**CEL ĆWICZENIA:**
Przytocz dosłownie fragment recenzji telefonu od słów „Moduł GPS całkiem” do słów „pozycji na mapie.”.

**TEKST ŹRÓDŁOWY:**
________________________
Większy Samsung nie otrzymał wyposażenia stereo, toteż pozostajemy z pojedynczym głośnikiem zamontowanym na dolnej krawędzi obok portu microUSB. Pomimo tego, że jest sam, wbudowany głośnik gra z dużym natężeniem dźwięku dochodzącym do ok. 84 dB i zachowuje odpowiednią czystość odtwarzanej muzyki nawet przy maksymalnej głośności. Wrażenia słuchowe są dobre — ilość tonów wysokich przeważa nad niskimi i dźwięk nie ma takiej głębi, jak wyposażenie w Moto X Style, ale nadaje się do dłuższego słuchania muzyki czy odtwarzania filmów.
Jasne jest, że Samsung nie pozwoliłby sobie na jakiekolwiek problemy z obsługą rozmów głosowych. Jestem zadowolony z jakości głośnika do rozmów, ponieważ emituje głośny i klarowny dźwięk, a mikrofon prawidłowo zbiera dźwięk. Żaden z moich rozmówców nie skarżył się na jakiekolwiek problemy ze zrozumieniem mnie.
Klawiatura do pisania wiadomości tekstowych jest bardzo wygodna, ponieważ posiada duże i mądrze rozlokowane klawisze. Możemy też uruchomić tryb obsługi jedną ręką i wtedy klawisze zostaną przyklejone do jednej z krawędzi ekranu. Bez takiej opcji musielibyśmy przywyknąć do konieczności komponowania wiadomości przy użyciu obu dłoni.
Telefon wyposażono w moduł Wi-Fi obsługujący dwa zakresy — 2.4 i 5 GHz oraz zgodny ze standardami 802.1 a/b/g/n/ac. W trakcie testowania urządzenia nie wykryłem żadnych problemów z działaniem modułu, nie zauważyłem też, aby istniał jakiś martwy punkt obudowy obniżający zasięg sieci. Warto jednak nadmienić, że kiedy telefon znajdzie się na innej kondygnacji niż router, wówczas połączenie internetowe słabnie lub ulega całkowitemu utraceniu.
Moduł GPS całkiem nieźle spisał się w teście wierności odwzorowania ścieżki, którą przebyłem. Jak można zauważyć na mapce, trasa zapisana przez telefon tylko lekko odbiega od mojej — widać lekkie przesunięcie względem mojej trasy oraz pewne zachwiania wynikające z tego, że moduł stale pracował nad precyzyjnym znalezieniem mojej pozycji na mapie.
________________________
**WPISY DANYCH:**

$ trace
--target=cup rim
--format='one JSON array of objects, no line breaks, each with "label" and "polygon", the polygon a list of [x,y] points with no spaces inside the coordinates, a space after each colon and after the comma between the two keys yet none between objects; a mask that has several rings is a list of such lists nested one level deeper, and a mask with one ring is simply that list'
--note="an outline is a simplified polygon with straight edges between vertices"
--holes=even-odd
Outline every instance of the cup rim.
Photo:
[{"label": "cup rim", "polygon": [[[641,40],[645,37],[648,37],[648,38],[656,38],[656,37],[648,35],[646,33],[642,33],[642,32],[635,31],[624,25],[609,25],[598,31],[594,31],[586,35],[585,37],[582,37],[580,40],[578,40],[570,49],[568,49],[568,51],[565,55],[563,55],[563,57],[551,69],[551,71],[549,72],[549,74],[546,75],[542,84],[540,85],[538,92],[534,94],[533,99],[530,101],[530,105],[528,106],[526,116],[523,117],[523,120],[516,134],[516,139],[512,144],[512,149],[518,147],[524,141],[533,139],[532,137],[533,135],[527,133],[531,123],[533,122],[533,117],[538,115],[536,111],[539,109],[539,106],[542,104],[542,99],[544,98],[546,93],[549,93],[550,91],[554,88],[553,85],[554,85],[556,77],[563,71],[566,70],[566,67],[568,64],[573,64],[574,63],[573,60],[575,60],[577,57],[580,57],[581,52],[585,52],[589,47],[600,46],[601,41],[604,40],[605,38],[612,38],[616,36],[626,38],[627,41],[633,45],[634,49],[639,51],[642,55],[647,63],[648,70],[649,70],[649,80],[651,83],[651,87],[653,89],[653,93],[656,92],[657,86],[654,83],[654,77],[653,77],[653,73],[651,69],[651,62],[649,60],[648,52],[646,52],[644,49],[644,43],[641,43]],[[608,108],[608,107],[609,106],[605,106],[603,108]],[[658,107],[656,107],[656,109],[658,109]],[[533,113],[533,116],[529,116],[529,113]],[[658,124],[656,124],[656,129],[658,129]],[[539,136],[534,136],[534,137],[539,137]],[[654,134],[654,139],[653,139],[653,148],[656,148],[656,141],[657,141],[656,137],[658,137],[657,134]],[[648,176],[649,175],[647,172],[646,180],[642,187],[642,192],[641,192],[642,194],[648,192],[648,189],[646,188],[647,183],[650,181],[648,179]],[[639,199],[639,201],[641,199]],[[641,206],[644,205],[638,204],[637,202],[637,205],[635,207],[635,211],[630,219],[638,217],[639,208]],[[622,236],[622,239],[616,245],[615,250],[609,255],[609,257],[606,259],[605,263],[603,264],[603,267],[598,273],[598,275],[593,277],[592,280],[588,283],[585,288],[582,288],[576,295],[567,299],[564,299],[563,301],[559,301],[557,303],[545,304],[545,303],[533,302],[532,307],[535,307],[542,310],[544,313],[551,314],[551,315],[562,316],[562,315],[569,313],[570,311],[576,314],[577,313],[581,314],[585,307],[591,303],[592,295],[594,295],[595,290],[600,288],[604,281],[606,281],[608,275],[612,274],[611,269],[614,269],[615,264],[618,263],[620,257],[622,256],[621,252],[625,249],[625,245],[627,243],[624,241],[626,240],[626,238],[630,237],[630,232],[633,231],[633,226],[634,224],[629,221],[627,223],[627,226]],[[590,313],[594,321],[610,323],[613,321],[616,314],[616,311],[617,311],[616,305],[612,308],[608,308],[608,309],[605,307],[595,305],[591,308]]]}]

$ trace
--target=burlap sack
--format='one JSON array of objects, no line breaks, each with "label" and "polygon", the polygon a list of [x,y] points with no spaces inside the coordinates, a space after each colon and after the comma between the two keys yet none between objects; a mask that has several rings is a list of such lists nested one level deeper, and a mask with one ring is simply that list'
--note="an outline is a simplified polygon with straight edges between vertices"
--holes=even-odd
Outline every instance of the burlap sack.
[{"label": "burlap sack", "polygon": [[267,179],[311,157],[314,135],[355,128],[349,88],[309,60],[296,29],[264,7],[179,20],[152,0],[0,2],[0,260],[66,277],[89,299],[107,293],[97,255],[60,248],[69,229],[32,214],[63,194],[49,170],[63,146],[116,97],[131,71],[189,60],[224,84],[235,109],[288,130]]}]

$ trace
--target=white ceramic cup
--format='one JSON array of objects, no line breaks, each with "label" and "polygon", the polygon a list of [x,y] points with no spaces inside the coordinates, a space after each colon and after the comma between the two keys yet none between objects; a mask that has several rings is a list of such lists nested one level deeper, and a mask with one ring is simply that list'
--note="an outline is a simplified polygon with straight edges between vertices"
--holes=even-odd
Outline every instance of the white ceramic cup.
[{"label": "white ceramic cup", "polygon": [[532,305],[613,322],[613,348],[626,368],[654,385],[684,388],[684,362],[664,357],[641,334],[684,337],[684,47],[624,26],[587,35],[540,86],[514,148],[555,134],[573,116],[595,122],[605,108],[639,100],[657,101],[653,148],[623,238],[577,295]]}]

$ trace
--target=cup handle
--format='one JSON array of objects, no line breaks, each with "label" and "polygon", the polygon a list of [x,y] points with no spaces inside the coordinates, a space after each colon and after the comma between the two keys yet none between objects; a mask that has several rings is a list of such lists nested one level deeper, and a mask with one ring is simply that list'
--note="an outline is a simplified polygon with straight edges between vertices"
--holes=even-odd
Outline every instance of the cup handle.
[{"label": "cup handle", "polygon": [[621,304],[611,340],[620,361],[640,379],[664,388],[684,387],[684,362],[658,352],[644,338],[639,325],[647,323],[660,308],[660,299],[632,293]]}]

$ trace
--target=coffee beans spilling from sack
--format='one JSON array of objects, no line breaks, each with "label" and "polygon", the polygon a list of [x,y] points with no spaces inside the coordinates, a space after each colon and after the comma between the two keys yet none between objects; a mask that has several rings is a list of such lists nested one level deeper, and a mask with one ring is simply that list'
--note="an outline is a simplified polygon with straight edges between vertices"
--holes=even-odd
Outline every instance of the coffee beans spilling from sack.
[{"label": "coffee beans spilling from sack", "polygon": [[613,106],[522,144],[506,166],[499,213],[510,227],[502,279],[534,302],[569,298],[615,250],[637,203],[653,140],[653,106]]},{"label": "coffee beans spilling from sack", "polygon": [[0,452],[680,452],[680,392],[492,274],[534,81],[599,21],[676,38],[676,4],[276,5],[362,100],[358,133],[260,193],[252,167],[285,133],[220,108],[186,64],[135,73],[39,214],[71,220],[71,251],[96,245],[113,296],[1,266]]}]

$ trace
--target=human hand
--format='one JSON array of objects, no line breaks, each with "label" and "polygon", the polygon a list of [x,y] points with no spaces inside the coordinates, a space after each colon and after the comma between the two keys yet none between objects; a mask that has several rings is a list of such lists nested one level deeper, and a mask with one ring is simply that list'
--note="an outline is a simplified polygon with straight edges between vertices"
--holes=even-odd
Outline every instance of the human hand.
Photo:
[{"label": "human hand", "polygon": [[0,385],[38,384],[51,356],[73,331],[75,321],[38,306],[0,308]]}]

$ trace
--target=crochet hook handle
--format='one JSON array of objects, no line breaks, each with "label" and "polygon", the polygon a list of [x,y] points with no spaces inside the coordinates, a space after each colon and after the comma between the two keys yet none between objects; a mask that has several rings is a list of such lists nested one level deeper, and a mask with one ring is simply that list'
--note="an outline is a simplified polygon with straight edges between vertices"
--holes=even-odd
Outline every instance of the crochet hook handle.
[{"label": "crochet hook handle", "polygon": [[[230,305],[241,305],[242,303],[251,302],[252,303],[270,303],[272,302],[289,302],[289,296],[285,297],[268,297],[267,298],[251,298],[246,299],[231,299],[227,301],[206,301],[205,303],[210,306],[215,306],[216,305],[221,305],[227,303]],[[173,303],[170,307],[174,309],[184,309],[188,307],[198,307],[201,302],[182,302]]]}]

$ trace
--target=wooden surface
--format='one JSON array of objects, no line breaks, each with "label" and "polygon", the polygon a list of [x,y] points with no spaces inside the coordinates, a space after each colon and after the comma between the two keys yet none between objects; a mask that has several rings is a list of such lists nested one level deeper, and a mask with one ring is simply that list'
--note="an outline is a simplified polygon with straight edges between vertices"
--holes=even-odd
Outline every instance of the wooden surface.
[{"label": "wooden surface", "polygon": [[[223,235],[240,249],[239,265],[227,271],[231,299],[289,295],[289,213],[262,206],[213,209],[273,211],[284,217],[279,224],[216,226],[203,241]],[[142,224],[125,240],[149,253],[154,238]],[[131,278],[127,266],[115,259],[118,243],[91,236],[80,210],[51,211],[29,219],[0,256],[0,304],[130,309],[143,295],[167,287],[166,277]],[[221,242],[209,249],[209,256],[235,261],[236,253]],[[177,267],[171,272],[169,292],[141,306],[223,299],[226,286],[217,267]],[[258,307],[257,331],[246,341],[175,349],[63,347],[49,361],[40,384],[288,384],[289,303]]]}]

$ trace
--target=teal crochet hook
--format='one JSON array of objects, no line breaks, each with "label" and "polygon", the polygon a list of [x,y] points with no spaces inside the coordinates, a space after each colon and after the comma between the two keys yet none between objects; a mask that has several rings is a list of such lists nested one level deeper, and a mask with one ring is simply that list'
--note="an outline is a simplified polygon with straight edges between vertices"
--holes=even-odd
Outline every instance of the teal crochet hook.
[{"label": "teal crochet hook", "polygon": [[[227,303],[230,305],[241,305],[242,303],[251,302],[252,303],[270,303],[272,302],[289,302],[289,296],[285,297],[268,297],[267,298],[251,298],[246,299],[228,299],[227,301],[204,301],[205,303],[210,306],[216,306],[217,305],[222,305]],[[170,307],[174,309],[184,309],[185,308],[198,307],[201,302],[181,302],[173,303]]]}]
________________________
**PEŁNA ODPOWIEDŹ:**
Moduł GPS całkiem nieźle spisał się w teście wierności odwzorowania ścieżki, którą przebyłem. Jak można zauważyć na mapce, trasa zapisana przez telefon tylko lekko odbiega od mojej — widać lekkie przesunięcie względem mojej trasy oraz pewne zachwiania wynikające z tego, że moduł stale pracował nad precyzyjnym znalezieniem mojej pozycji na mapie.